*Goal*
Render every line of the records below as a Markdown table with the columns Row and Line, numbering the rows in order and omitting blank lines.

*Excerpts of labeled region data*
-- -- --
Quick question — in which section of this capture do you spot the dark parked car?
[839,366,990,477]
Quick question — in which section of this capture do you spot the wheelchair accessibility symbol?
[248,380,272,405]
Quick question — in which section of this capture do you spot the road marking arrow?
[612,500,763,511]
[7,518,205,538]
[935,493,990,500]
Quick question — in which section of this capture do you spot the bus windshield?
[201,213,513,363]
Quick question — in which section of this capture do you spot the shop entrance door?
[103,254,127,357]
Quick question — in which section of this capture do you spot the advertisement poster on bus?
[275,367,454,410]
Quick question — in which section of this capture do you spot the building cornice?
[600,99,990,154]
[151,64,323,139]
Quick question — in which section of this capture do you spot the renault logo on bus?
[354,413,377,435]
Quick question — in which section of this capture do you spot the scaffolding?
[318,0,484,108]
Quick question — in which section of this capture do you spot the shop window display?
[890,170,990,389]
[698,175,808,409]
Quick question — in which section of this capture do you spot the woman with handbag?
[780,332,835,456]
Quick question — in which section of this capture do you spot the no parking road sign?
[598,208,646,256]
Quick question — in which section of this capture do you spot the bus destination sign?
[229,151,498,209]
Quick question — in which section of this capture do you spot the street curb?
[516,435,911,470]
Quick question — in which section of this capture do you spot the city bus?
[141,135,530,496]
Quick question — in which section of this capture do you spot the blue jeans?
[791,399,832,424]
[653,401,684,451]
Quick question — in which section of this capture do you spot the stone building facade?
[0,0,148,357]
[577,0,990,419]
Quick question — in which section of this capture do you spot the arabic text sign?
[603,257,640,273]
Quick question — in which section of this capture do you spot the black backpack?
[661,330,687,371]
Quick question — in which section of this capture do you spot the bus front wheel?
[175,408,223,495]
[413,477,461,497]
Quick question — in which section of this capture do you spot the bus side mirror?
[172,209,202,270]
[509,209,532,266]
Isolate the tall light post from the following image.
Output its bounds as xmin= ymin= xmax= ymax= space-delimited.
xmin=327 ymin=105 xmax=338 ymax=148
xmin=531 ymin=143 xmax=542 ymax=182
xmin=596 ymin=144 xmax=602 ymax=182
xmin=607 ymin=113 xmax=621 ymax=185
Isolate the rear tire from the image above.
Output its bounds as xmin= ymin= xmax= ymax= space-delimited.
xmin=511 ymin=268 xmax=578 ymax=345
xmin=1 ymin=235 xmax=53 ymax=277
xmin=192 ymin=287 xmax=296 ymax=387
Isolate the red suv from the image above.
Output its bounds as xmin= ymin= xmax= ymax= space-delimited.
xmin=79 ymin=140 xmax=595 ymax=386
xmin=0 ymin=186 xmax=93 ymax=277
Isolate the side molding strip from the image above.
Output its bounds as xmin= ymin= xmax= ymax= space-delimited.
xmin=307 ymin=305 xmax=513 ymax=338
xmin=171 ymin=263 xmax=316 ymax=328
-- -- --
*The reply*
| Row | Line |
|---|---|
| 1 | Quick question — in which section of this capture do you spot the dark parked car? |
| 2 | [839,366,990,477] |
| 3 | Quick question — in which section of this capture do you spot the wheelchair accessibility symbol? |
| 4 | [248,380,272,405] |
| 5 | Quick question — in which section of this capture do you spot the road marking arrow? |
| 6 | [612,500,763,511] |
| 7 | [7,518,205,538] |
| 8 | [935,493,990,500] |
| 9 | Quick question — in which section of this capture do you spot the bus windshield? |
| 10 | [201,213,513,363] |
| 11 | Quick question — in which section of this capture do you spot the shop entrance door? |
| 12 | [103,254,127,357] |
| 13 | Quick question — in which section of this capture do you spot the advertisement poster on bus? |
| 14 | [275,367,454,410] |
| 15 | Quick question — in which section of this capture do you spot the building cornice? |
| 16 | [600,99,990,154] |
| 17 | [151,64,323,139] |
| 18 | Quick question — in which section of this capture do you spot the renault logo on bus? |
| 19 | [354,413,377,435] |
| 20 | Quick question — in which section of this capture do you spot the scaffolding? |
| 21 | [318,0,484,108] |
| 22 | Quick question — in which section of this capture do you spot the shop window display? |
| 23 | [890,170,990,389] |
| 24 | [698,175,808,409] |
| 25 | Quick question — in which section of this capture do you spot the woman with handbag? |
| 26 | [780,332,835,456] |
| 27 | Quick question — in which section of this capture do you spot the no parking road sign? |
| 28 | [598,208,646,256] |
| 29 | Quick question — in which section of this capture do you spot the bus destination sign? |
| 30 | [229,151,498,209] |
| 31 | Quick question — in which section of this capture do you spot the street curb? |
| 32 | [516,435,911,470] |
| 33 | Quick question — in which section of this capture do you spot the city bus? |
| 34 | [141,135,530,496] |
| 35 | Quick question — in which section of this capture do you spot the blue jeans? |
| 36 | [791,399,832,424] |
| 37 | [653,401,684,451] |
| 38 | Quick question — in which section of this capture do you spot the stone building facade? |
| 39 | [0,0,148,357] |
| 40 | [577,0,990,419] |
| 41 | Quick question — in which section of this capture do you spot the arabic text sign? |
| 42 | [603,257,640,273] |
| 43 | Quick question — in which section of this capture do you spot the black backpack? |
| 44 | [661,330,687,371] |
| 45 | Quick question — in which section of this capture do you spot the bus front wheel? |
| 46 | [175,408,223,495] |
| 47 | [413,477,461,497] |
| 48 | Quick question — in which section of this capture do you spot the bus side mirror? |
| 49 | [172,209,202,270] |
| 50 | [509,209,532,266] |
| 51 | Isolate the tall light post from the following image. |
| 52 | Output its bounds as xmin= ymin= xmax= ymax= space-delimited. |
| 53 | xmin=327 ymin=105 xmax=338 ymax=148 |
| 54 | xmin=531 ymin=143 xmax=542 ymax=182 |
| 55 | xmin=596 ymin=144 xmax=602 ymax=182 |
| 56 | xmin=607 ymin=113 xmax=621 ymax=185 |
| 57 | Isolate the rear tire from the image above. |
| 58 | Output its bounds as xmin= ymin= xmax= ymax= space-delimited. |
| 59 | xmin=511 ymin=268 xmax=578 ymax=345 |
| 60 | xmin=1 ymin=235 xmax=53 ymax=277 |
| 61 | xmin=192 ymin=287 xmax=296 ymax=387 |
| 62 | Isolate the red suv from the image above. |
| 63 | Output its bounds as xmin= ymin= xmax= ymax= space-delimited. |
| 64 | xmin=79 ymin=140 xmax=595 ymax=386 |
| 65 | xmin=0 ymin=186 xmax=93 ymax=277 |
| 66 | Isolate the side molding strip from the image above. |
| 67 | Output its bounds as xmin= ymin= xmax= ymax= space-delimited. |
| 68 | xmin=307 ymin=305 xmax=513 ymax=338 |
| 69 | xmin=171 ymin=263 xmax=316 ymax=328 |